- [WHAT THIS TASK INVOLVES]
Rewrite the items from the start through the line holding "<point>395,639</point>", inclusive, putting "stone slab" in place of "flat rock slab" and changing nothing else. Leave the pictures out.

::: DATA LISTING

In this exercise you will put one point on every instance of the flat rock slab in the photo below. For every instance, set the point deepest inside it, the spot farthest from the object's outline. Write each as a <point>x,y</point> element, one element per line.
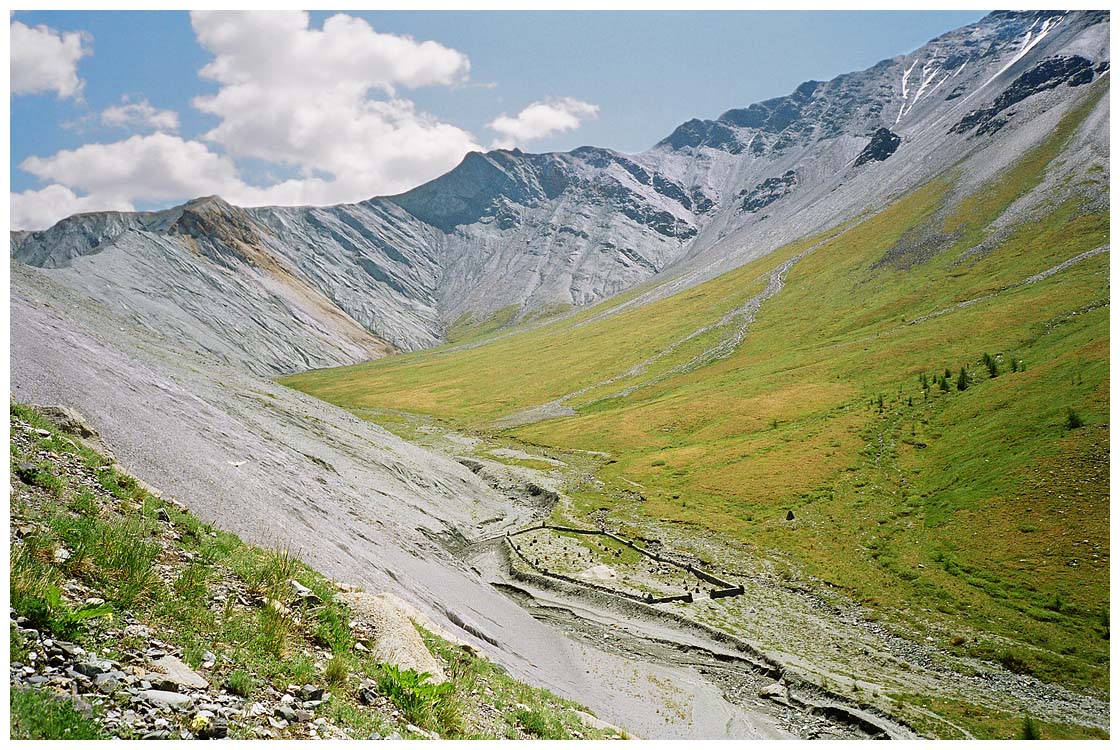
<point>167,697</point>
<point>170,671</point>
<point>395,639</point>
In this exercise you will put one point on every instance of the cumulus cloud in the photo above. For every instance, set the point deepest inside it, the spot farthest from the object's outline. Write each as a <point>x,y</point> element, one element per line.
<point>156,168</point>
<point>541,120</point>
<point>325,101</point>
<point>146,169</point>
<point>139,114</point>
<point>44,59</point>
<point>37,209</point>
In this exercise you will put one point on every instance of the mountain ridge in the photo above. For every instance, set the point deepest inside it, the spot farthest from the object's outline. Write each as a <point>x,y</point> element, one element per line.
<point>525,232</point>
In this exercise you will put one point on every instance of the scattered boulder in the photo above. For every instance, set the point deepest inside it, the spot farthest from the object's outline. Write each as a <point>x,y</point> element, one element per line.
<point>776,692</point>
<point>168,699</point>
<point>174,674</point>
<point>884,143</point>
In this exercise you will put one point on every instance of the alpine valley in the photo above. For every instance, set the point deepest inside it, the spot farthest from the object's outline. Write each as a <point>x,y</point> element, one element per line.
<point>846,350</point>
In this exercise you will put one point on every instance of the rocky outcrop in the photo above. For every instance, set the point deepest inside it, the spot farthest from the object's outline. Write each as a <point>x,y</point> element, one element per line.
<point>882,146</point>
<point>282,289</point>
<point>1072,71</point>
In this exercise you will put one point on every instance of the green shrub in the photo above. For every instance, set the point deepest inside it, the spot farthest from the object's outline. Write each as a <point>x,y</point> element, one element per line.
<point>39,715</point>
<point>412,693</point>
<point>540,725</point>
<point>337,672</point>
<point>1073,420</point>
<point>241,683</point>
<point>1030,730</point>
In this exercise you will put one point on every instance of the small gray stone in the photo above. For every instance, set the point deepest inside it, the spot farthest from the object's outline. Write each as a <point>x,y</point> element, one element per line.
<point>167,697</point>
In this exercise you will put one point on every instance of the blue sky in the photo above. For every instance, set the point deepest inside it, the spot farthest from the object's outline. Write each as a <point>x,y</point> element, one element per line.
<point>367,109</point>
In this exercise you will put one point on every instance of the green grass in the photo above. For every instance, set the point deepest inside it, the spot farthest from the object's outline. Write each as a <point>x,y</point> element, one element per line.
<point>914,508</point>
<point>37,714</point>
<point>112,535</point>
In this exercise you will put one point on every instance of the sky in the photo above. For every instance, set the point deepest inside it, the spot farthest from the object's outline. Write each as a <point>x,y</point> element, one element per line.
<point>140,110</point>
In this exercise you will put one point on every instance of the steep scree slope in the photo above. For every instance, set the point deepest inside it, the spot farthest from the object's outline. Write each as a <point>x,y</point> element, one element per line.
<point>281,289</point>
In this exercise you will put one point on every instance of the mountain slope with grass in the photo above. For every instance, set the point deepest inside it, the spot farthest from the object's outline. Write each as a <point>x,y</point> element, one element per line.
<point>509,236</point>
<point>133,619</point>
<point>908,408</point>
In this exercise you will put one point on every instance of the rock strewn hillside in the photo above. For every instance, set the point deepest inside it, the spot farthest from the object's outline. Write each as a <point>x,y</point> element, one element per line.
<point>285,289</point>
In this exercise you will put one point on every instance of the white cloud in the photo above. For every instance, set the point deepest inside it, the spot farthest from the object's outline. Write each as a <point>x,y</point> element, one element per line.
<point>37,209</point>
<point>541,120</point>
<point>145,169</point>
<point>325,101</point>
<point>44,59</point>
<point>151,168</point>
<point>139,114</point>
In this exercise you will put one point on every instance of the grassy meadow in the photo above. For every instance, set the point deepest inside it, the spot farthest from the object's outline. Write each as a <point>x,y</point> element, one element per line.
<point>982,505</point>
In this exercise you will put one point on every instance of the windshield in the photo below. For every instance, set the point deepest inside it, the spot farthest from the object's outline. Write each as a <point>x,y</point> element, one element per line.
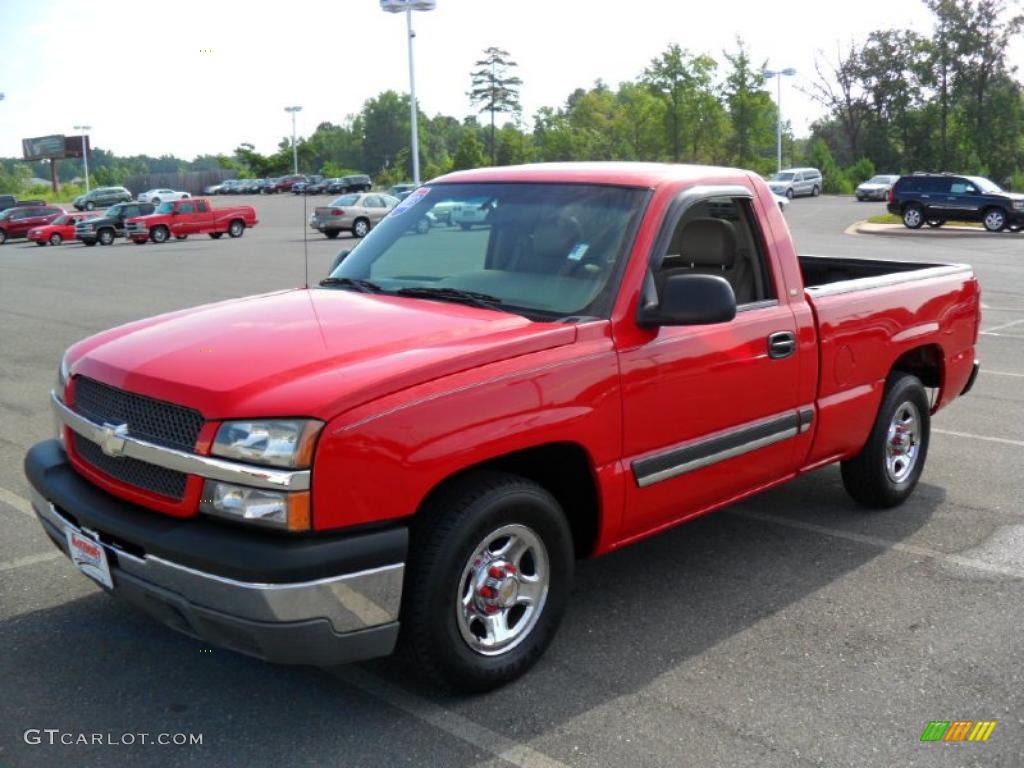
<point>984,184</point>
<point>547,251</point>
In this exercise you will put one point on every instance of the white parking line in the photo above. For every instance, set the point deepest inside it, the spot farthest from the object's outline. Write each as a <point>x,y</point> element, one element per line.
<point>986,438</point>
<point>1005,325</point>
<point>20,562</point>
<point>444,720</point>
<point>14,501</point>
<point>873,541</point>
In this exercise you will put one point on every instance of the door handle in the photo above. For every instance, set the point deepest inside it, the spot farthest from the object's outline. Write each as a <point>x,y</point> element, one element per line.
<point>781,344</point>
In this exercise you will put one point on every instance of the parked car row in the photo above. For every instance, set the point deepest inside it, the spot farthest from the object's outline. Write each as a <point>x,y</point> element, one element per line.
<point>934,199</point>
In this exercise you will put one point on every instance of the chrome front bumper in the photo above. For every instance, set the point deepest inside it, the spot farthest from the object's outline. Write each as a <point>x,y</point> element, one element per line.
<point>323,622</point>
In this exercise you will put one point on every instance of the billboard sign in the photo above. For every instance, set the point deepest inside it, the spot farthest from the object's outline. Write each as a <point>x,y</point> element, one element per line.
<point>44,147</point>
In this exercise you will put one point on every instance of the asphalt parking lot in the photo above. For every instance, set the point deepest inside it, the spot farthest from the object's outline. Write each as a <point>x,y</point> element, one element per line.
<point>792,630</point>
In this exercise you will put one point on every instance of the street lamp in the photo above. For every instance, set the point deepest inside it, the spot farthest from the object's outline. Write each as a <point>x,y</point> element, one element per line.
<point>397,6</point>
<point>85,155</point>
<point>295,148</point>
<point>788,72</point>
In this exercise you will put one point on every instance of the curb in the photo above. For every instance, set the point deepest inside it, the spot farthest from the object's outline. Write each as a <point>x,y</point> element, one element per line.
<point>898,230</point>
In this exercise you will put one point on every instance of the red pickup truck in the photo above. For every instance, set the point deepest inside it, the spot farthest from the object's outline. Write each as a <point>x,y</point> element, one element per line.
<point>422,445</point>
<point>193,216</point>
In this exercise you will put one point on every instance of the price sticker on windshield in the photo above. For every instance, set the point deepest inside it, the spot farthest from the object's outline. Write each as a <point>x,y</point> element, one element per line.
<point>415,197</point>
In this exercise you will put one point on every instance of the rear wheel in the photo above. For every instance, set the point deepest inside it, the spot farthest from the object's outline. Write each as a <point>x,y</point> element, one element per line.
<point>886,471</point>
<point>488,581</point>
<point>913,217</point>
<point>994,219</point>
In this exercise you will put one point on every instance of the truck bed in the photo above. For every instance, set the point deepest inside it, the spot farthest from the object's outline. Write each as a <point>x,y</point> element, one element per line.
<point>827,274</point>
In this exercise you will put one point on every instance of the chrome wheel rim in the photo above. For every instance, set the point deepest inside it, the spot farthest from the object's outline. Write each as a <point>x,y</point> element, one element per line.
<point>903,442</point>
<point>503,589</point>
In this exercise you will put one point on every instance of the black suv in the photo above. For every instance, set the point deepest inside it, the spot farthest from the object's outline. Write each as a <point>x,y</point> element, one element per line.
<point>934,199</point>
<point>112,224</point>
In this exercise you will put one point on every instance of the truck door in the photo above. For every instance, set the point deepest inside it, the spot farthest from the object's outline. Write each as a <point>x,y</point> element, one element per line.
<point>710,411</point>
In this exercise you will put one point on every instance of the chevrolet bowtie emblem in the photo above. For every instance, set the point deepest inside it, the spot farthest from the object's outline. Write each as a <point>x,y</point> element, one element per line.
<point>113,438</point>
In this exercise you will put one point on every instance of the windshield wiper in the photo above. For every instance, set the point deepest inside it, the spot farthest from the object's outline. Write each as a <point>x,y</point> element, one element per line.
<point>363,286</point>
<point>484,300</point>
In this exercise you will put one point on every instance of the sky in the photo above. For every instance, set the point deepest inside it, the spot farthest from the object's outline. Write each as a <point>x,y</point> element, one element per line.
<point>185,79</point>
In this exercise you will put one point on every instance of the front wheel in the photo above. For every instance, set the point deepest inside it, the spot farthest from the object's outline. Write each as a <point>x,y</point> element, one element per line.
<point>488,581</point>
<point>887,469</point>
<point>913,217</point>
<point>994,220</point>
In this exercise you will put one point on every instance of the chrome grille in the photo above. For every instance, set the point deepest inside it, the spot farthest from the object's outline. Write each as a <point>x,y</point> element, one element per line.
<point>131,471</point>
<point>147,419</point>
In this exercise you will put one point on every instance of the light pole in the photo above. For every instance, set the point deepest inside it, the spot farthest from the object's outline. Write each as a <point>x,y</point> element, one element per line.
<point>295,148</point>
<point>397,6</point>
<point>85,154</point>
<point>778,74</point>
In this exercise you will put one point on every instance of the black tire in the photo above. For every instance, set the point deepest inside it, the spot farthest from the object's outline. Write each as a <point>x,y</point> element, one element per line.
<point>994,219</point>
<point>868,477</point>
<point>913,216</point>
<point>446,532</point>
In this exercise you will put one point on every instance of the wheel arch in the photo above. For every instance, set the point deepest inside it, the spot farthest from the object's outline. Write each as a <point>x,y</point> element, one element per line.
<point>564,470</point>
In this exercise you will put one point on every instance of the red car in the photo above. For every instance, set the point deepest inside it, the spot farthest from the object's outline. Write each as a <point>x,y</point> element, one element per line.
<point>431,437</point>
<point>194,216</point>
<point>57,230</point>
<point>15,222</point>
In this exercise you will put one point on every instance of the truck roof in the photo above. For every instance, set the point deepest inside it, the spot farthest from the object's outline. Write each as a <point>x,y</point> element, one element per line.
<point>629,174</point>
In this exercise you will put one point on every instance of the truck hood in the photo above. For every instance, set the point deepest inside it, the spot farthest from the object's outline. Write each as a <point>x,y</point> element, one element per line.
<point>303,352</point>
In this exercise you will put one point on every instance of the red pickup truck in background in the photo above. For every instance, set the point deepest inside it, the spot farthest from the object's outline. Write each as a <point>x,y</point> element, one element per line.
<point>426,441</point>
<point>193,216</point>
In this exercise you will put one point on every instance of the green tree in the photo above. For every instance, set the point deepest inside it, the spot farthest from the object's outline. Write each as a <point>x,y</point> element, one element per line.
<point>469,154</point>
<point>495,89</point>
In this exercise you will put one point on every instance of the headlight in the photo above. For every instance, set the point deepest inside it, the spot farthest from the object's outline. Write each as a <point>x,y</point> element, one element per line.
<point>278,443</point>
<point>269,508</point>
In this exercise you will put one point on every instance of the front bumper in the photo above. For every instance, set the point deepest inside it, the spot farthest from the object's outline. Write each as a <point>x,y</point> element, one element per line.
<point>323,599</point>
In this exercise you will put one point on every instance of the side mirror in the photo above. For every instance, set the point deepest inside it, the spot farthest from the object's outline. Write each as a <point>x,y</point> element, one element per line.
<point>691,300</point>
<point>337,260</point>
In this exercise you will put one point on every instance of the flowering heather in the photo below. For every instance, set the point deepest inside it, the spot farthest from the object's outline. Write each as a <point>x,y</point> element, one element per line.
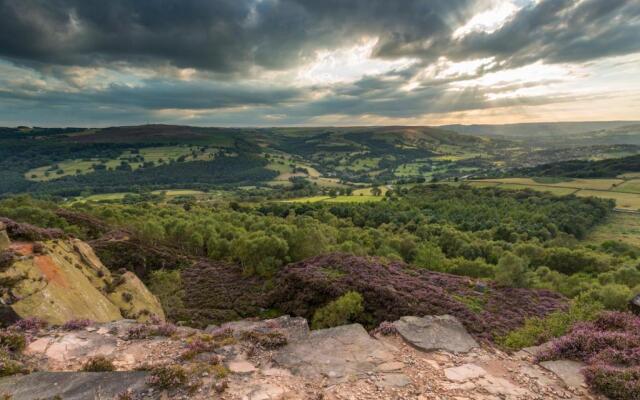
<point>392,289</point>
<point>167,330</point>
<point>610,345</point>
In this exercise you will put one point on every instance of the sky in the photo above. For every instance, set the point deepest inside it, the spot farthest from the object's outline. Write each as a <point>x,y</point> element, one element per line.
<point>317,62</point>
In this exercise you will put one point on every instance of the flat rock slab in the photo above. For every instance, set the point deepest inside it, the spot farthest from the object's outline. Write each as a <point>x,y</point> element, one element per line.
<point>73,385</point>
<point>431,333</point>
<point>394,380</point>
<point>73,346</point>
<point>336,353</point>
<point>464,372</point>
<point>569,371</point>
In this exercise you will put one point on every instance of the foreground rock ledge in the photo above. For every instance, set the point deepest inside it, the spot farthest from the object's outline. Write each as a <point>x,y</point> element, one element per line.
<point>73,385</point>
<point>433,333</point>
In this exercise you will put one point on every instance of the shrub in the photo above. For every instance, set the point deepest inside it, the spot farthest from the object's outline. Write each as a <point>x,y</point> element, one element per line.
<point>6,259</point>
<point>167,330</point>
<point>610,345</point>
<point>138,332</point>
<point>98,364</point>
<point>267,340</point>
<point>338,312</point>
<point>385,328</point>
<point>539,330</point>
<point>76,324</point>
<point>167,377</point>
<point>613,296</point>
<point>12,341</point>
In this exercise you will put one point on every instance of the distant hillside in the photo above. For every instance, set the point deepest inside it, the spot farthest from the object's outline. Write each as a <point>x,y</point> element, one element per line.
<point>72,161</point>
<point>585,168</point>
<point>545,129</point>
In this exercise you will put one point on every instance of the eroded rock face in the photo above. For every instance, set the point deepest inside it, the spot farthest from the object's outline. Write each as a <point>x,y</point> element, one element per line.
<point>432,333</point>
<point>4,238</point>
<point>634,305</point>
<point>338,354</point>
<point>337,363</point>
<point>73,385</point>
<point>63,280</point>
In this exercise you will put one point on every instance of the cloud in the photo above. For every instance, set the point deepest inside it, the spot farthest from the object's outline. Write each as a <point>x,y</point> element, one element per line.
<point>291,61</point>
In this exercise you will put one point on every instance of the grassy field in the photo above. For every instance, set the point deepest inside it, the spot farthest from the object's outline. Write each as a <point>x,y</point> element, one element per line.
<point>592,184</point>
<point>622,227</point>
<point>560,191</point>
<point>337,199</point>
<point>179,192</point>
<point>367,191</point>
<point>157,155</point>
<point>629,201</point>
<point>625,193</point>
<point>631,186</point>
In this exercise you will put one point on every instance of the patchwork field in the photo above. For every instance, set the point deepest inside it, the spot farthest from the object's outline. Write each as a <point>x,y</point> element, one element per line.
<point>337,199</point>
<point>624,227</point>
<point>157,155</point>
<point>629,201</point>
<point>626,193</point>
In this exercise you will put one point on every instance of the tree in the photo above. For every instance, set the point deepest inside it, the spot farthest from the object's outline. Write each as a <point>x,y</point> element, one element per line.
<point>429,256</point>
<point>341,311</point>
<point>512,271</point>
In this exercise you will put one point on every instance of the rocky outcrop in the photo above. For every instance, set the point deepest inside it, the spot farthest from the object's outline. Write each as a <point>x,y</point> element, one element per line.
<point>634,304</point>
<point>569,371</point>
<point>337,354</point>
<point>336,363</point>
<point>62,279</point>
<point>391,290</point>
<point>4,238</point>
<point>430,333</point>
<point>73,385</point>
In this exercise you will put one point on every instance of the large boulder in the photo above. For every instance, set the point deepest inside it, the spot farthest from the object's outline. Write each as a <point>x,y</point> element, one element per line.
<point>4,238</point>
<point>70,350</point>
<point>74,385</point>
<point>62,280</point>
<point>570,372</point>
<point>431,333</point>
<point>338,354</point>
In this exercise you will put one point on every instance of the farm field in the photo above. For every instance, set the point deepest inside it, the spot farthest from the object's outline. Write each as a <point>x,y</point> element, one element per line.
<point>625,193</point>
<point>631,186</point>
<point>592,184</point>
<point>624,227</point>
<point>157,155</point>
<point>337,199</point>
<point>628,201</point>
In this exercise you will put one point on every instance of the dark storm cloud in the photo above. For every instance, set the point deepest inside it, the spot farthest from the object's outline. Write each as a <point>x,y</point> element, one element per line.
<point>220,35</point>
<point>225,40</point>
<point>160,94</point>
<point>560,31</point>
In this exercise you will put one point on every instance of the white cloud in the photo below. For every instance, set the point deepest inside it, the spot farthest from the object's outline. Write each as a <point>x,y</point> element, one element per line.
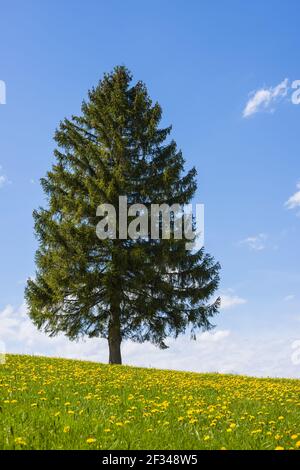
<point>288,298</point>
<point>264,98</point>
<point>228,301</point>
<point>294,201</point>
<point>256,242</point>
<point>3,178</point>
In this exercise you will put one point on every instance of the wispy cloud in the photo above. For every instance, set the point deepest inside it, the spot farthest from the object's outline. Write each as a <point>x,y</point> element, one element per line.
<point>289,298</point>
<point>256,242</point>
<point>294,201</point>
<point>215,351</point>
<point>265,98</point>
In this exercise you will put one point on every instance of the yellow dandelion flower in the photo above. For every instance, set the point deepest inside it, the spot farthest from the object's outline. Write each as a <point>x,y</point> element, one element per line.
<point>90,440</point>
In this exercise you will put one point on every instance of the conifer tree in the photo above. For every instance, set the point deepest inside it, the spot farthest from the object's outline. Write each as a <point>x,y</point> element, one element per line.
<point>141,289</point>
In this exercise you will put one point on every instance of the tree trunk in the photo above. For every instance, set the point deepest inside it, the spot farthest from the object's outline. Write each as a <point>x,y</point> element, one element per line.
<point>114,340</point>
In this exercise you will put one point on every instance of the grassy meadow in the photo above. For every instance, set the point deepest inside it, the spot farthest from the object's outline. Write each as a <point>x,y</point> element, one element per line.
<point>65,404</point>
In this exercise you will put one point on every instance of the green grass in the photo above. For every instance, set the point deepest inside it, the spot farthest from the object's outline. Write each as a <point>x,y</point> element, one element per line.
<point>62,404</point>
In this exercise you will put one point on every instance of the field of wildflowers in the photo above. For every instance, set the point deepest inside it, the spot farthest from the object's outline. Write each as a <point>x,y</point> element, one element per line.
<point>63,404</point>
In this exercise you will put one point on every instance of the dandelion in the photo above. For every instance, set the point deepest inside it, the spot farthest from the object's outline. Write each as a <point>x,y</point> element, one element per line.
<point>20,441</point>
<point>90,440</point>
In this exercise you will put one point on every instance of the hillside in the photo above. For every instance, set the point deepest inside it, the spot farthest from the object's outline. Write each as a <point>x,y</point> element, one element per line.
<point>64,404</point>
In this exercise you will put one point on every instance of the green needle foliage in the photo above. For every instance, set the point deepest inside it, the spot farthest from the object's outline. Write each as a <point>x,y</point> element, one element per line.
<point>143,289</point>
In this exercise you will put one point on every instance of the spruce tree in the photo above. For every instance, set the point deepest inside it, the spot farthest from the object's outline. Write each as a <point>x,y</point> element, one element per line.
<point>142,289</point>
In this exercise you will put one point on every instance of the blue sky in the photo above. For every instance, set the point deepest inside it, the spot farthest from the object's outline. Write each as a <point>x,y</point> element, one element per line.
<point>203,61</point>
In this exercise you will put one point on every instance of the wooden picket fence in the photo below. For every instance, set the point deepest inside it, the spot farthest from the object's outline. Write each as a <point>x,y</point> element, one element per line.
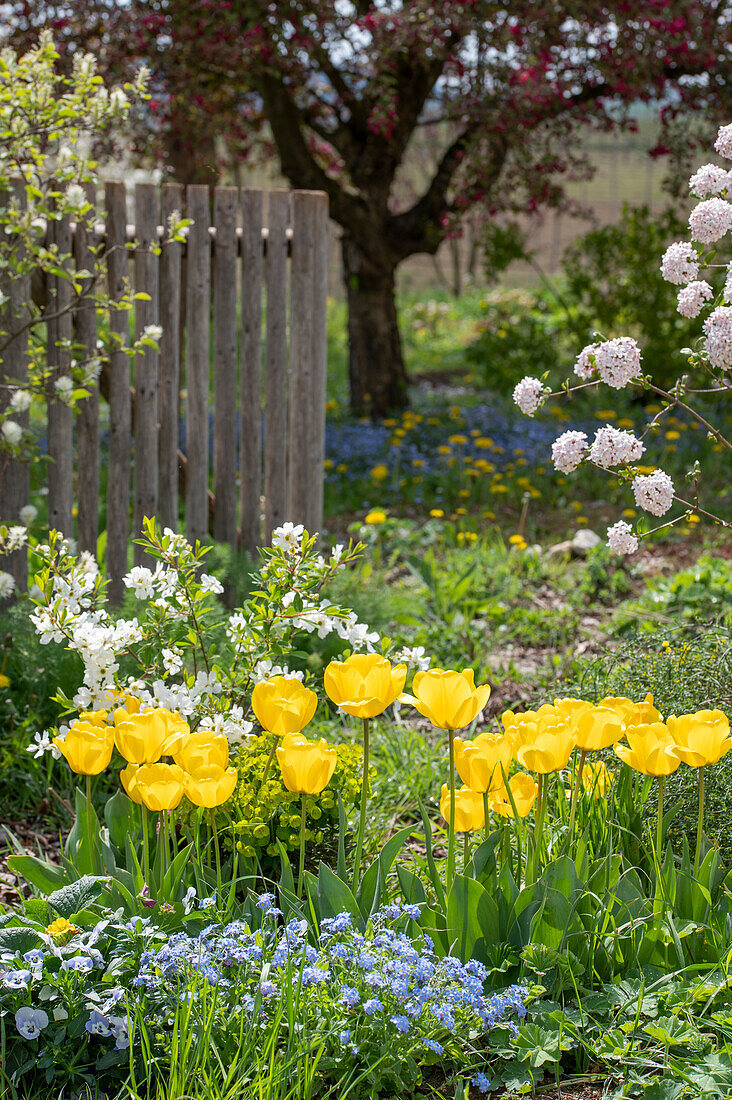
<point>242,307</point>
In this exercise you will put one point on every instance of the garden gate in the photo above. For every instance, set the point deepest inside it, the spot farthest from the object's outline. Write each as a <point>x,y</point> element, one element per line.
<point>242,307</point>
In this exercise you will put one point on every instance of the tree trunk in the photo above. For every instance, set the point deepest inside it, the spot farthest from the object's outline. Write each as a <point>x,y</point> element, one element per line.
<point>375,366</point>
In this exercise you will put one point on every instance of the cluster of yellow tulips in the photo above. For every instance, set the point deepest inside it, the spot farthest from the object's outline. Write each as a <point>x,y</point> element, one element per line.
<point>199,763</point>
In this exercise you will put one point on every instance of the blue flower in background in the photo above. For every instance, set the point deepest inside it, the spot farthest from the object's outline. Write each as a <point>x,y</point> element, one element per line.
<point>31,1022</point>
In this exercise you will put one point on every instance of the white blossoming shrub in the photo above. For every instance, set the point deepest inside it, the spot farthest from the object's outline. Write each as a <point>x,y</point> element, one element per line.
<point>618,363</point>
<point>177,651</point>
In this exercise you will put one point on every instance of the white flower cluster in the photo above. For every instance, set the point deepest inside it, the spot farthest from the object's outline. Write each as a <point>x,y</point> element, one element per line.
<point>709,179</point>
<point>692,297</point>
<point>613,448</point>
<point>718,330</point>
<point>723,143</point>
<point>568,451</point>
<point>710,220</point>
<point>621,538</point>
<point>679,263</point>
<point>530,394</point>
<point>654,492</point>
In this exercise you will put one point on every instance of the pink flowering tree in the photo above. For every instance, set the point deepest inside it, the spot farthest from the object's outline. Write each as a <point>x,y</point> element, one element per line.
<point>343,89</point>
<point>618,363</point>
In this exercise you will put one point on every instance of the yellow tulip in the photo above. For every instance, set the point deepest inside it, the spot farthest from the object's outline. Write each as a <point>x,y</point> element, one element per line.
<point>87,748</point>
<point>651,749</point>
<point>448,699</point>
<point>141,737</point>
<point>597,728</point>
<point>597,779</point>
<point>545,746</point>
<point>364,684</point>
<point>211,787</point>
<point>700,738</point>
<point>129,781</point>
<point>482,761</point>
<point>306,766</point>
<point>177,732</point>
<point>283,705</point>
<point>630,713</point>
<point>161,785</point>
<point>469,812</point>
<point>203,749</point>
<point>96,717</point>
<point>524,790</point>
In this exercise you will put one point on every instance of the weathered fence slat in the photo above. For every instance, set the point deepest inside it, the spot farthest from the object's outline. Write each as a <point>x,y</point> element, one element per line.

::::::

- [EXERCISE SOLUTION]
In this exercise you will put one point on every instance of the stone slab in the photo below. For every instance, set the point deepest inside it, the spot farthest from the object's outline. Write each as a <point>x,y</point> element, one element per line.
<point>167,697</point>
<point>170,671</point>
<point>395,639</point>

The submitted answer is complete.